# Iridium, Lead or what?



## SilverA (Apr 16, 2012)

While metal detecting, I came across a round ingot of silvery metal (weighs about 5 kilograms).

At first I suspected it was silver so I took it to a couple of gold/silver buyers. Based on the acid test, one of them said it was silver and the other said the test was inconclusive. 

I also took it to a higher end gold buyer with a SpectroLab XRF. Those results showed insignificant amounts of Iridium and other precious metals (<0.0001%) and 1% Tin.

Still not satisfied, I took it to yet another gold buyer that performed an acid test (he thought it *may* be Platinum) and sent in my sample to their lab.

Almost four weeks later I got their results which said: 91% Ir, 7% Fe and 2% Zn. So far so good. Unfortunately they only buy Pt, not Ir.

Considering the amount I had found, I was really interested in selling it.

So I took another 150g from the main piece and sent it off to a PGM refinery expecting a decent sized check.

About four weeks later, I got a call from the owner and he tells me that what I had "claimed" is Iridium, is in fact Lead.

Something does not add up.

Dataset content:

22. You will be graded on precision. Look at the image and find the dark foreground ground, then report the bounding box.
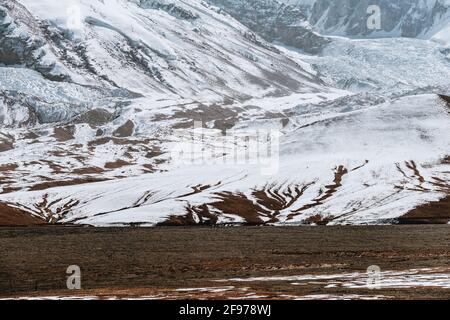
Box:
[0,225,450,299]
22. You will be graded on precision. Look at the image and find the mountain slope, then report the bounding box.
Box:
[0,0,450,226]
[283,0,450,38]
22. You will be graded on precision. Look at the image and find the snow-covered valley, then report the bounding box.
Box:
[0,0,450,226]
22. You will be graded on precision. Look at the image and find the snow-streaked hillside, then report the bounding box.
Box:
[0,0,450,226]
[281,0,450,39]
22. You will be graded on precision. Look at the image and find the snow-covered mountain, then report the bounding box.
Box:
[0,0,450,226]
[283,0,450,42]
[209,0,330,53]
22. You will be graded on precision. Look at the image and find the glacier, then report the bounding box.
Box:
[0,0,450,226]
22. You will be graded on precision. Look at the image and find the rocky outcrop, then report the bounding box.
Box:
[0,0,68,80]
[283,0,450,38]
[209,0,330,53]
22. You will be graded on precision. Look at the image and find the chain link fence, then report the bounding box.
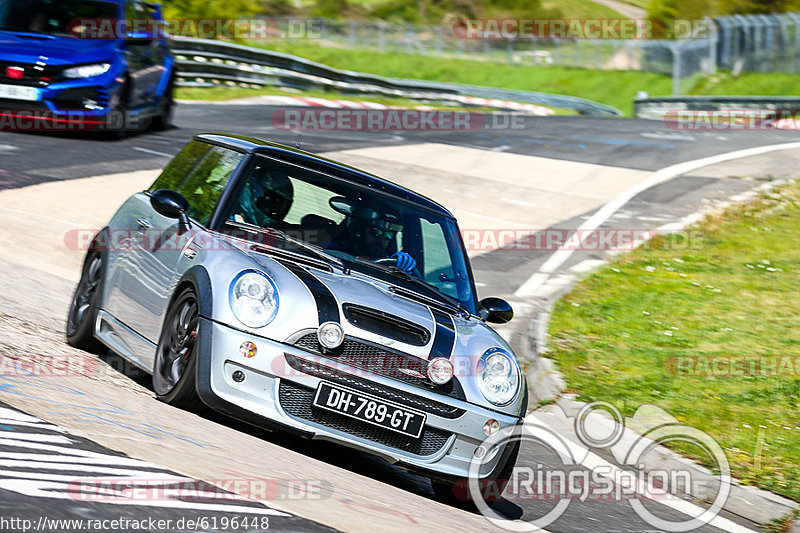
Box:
[256,13,800,95]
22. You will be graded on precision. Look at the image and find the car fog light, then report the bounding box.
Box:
[239,341,258,359]
[317,322,344,350]
[428,357,453,385]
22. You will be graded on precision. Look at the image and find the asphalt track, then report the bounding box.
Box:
[0,101,796,532]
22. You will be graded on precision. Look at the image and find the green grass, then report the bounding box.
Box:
[621,0,650,10]
[550,184,800,500]
[693,72,800,96]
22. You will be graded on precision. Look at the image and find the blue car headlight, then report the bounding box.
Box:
[229,270,278,328]
[61,63,111,79]
[478,348,520,406]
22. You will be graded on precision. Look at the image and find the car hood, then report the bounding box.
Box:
[0,31,118,66]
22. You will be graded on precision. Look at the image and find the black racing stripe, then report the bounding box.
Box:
[283,262,339,324]
[428,309,456,360]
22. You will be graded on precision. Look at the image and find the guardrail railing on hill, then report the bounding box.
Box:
[173,39,622,116]
[633,96,800,119]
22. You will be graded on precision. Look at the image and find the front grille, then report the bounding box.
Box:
[284,354,466,418]
[0,61,63,87]
[295,333,464,400]
[278,381,452,456]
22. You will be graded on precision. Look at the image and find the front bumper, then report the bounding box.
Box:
[197,318,519,479]
[0,73,125,131]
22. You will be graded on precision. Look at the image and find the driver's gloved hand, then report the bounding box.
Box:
[391,252,417,273]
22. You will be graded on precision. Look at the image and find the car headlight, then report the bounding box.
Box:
[62,63,111,79]
[478,348,519,405]
[230,270,278,328]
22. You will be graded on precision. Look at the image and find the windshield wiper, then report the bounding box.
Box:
[225,220,347,271]
[3,30,56,41]
[354,257,470,317]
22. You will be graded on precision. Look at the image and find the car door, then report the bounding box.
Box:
[131,146,244,342]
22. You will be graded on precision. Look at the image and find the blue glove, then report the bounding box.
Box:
[391,252,417,273]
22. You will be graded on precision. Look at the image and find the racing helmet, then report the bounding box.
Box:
[241,165,294,227]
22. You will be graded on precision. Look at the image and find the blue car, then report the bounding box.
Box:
[0,0,175,132]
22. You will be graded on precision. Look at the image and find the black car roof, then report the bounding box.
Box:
[195,133,454,218]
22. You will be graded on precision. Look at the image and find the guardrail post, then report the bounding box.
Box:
[669,42,681,96]
[347,19,356,46]
[378,20,386,52]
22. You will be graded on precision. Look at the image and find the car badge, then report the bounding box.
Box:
[397,368,425,379]
[6,67,25,80]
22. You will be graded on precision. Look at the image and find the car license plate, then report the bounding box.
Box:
[314,381,427,438]
[0,85,42,102]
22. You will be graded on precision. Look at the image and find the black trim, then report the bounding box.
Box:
[428,308,456,360]
[197,316,314,438]
[342,304,431,346]
[281,263,339,324]
[194,133,454,219]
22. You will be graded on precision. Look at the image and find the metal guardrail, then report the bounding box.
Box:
[633,96,800,119]
[173,39,622,116]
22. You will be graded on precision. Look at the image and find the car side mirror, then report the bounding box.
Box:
[150,189,191,230]
[479,298,514,324]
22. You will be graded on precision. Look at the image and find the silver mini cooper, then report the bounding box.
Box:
[67,134,527,500]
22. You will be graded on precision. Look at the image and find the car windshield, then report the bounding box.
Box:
[221,156,475,313]
[0,0,119,35]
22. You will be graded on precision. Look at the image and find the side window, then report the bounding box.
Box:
[284,180,344,225]
[178,146,244,226]
[420,218,457,296]
[149,141,210,192]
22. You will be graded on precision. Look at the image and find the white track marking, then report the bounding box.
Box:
[0,452,168,468]
[0,431,72,448]
[0,407,44,422]
[514,142,800,298]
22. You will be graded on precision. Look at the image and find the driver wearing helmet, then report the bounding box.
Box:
[330,205,417,273]
[233,164,294,228]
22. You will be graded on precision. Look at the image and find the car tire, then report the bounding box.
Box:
[431,440,521,510]
[153,288,203,411]
[151,74,175,131]
[65,250,107,353]
[104,78,131,141]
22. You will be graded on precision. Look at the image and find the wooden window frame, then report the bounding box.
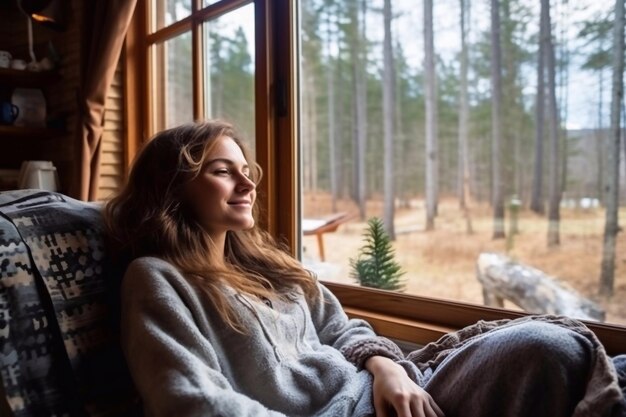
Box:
[126,0,626,354]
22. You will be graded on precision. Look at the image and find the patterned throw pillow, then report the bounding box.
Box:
[0,190,138,417]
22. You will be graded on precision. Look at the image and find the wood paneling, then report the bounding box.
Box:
[98,63,125,201]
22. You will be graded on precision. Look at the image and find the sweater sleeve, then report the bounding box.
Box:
[121,258,283,417]
[304,284,404,369]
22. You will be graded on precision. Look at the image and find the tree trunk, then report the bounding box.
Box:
[600,0,624,296]
[541,0,561,247]
[530,4,547,214]
[476,253,605,321]
[491,0,505,239]
[424,0,439,230]
[355,1,367,220]
[326,13,339,213]
[383,0,396,240]
[459,0,473,234]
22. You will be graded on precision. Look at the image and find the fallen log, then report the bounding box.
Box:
[476,253,606,321]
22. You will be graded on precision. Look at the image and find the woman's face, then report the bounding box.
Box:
[184,136,256,242]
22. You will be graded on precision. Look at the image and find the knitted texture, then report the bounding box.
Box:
[341,337,404,369]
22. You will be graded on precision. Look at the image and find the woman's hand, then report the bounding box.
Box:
[365,356,444,417]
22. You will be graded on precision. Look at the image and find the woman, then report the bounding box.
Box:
[105,121,621,417]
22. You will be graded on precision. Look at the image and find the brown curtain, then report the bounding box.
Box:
[72,0,137,200]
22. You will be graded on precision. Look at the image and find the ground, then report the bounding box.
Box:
[303,194,626,325]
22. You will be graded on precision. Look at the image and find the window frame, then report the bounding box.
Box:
[126,0,626,354]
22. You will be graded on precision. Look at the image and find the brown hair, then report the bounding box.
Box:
[104,121,318,331]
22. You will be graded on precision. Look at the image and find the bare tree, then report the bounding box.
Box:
[541,0,562,246]
[326,11,339,212]
[459,0,473,233]
[530,4,547,214]
[349,1,367,220]
[424,0,439,230]
[383,0,396,240]
[600,0,624,296]
[491,0,505,239]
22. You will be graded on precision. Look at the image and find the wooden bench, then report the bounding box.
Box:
[302,212,355,262]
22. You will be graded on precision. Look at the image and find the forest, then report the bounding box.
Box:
[158,0,626,322]
[300,0,626,312]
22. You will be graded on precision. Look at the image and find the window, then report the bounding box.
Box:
[298,0,626,346]
[127,0,626,352]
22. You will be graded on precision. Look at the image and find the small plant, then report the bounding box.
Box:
[350,217,404,291]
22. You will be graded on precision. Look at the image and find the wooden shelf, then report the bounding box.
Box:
[0,68,60,88]
[0,126,66,143]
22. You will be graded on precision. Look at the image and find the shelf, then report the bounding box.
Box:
[0,68,60,88]
[0,126,66,140]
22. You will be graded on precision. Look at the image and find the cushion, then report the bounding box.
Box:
[0,190,139,417]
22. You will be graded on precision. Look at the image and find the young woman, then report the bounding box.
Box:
[105,121,623,417]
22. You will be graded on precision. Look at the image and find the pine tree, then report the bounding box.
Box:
[350,217,404,291]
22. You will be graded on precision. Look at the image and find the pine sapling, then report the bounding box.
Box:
[350,217,404,291]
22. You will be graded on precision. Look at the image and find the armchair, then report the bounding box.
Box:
[0,190,140,417]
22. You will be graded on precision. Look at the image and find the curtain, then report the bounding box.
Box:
[72,0,137,200]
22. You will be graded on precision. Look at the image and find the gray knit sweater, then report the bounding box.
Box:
[122,257,402,417]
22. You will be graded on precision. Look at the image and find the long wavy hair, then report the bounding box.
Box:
[104,121,319,331]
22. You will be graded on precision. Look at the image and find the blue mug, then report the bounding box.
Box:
[0,101,20,125]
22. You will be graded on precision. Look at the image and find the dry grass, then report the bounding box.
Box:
[303,194,626,324]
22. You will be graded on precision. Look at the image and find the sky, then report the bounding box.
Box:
[180,0,612,129]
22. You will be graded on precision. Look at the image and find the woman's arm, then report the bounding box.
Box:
[365,356,444,417]
[311,284,404,368]
[121,258,282,417]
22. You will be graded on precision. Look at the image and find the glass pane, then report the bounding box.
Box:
[203,3,255,145]
[150,0,191,32]
[151,32,194,131]
[299,0,626,324]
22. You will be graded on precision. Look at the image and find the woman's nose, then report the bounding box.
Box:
[237,174,256,192]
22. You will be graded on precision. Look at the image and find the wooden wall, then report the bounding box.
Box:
[0,0,125,200]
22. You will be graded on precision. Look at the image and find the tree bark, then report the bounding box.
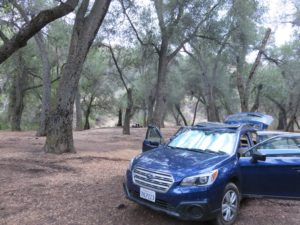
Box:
[12,0,51,136]
[147,95,155,125]
[9,54,27,131]
[0,0,79,64]
[277,110,287,130]
[236,28,271,112]
[175,104,188,126]
[117,108,123,127]
[44,0,111,154]
[123,88,133,135]
[75,87,82,131]
[192,97,200,126]
[151,41,169,127]
[35,33,51,136]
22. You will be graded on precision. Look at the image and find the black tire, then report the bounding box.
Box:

What you will do:
Answer these questions from the forum post:
(a) About how much does the ingot weigh?
(b) What percentage of tin did the SpectroLab XRF results show?
(c) How much material was sent to the PGM refinery?
The listing was drawn from a separate source, unrelated to the forum post.

Exercise response:
(a) About 5 kilograms.
(b) 1%.
(c) 150g.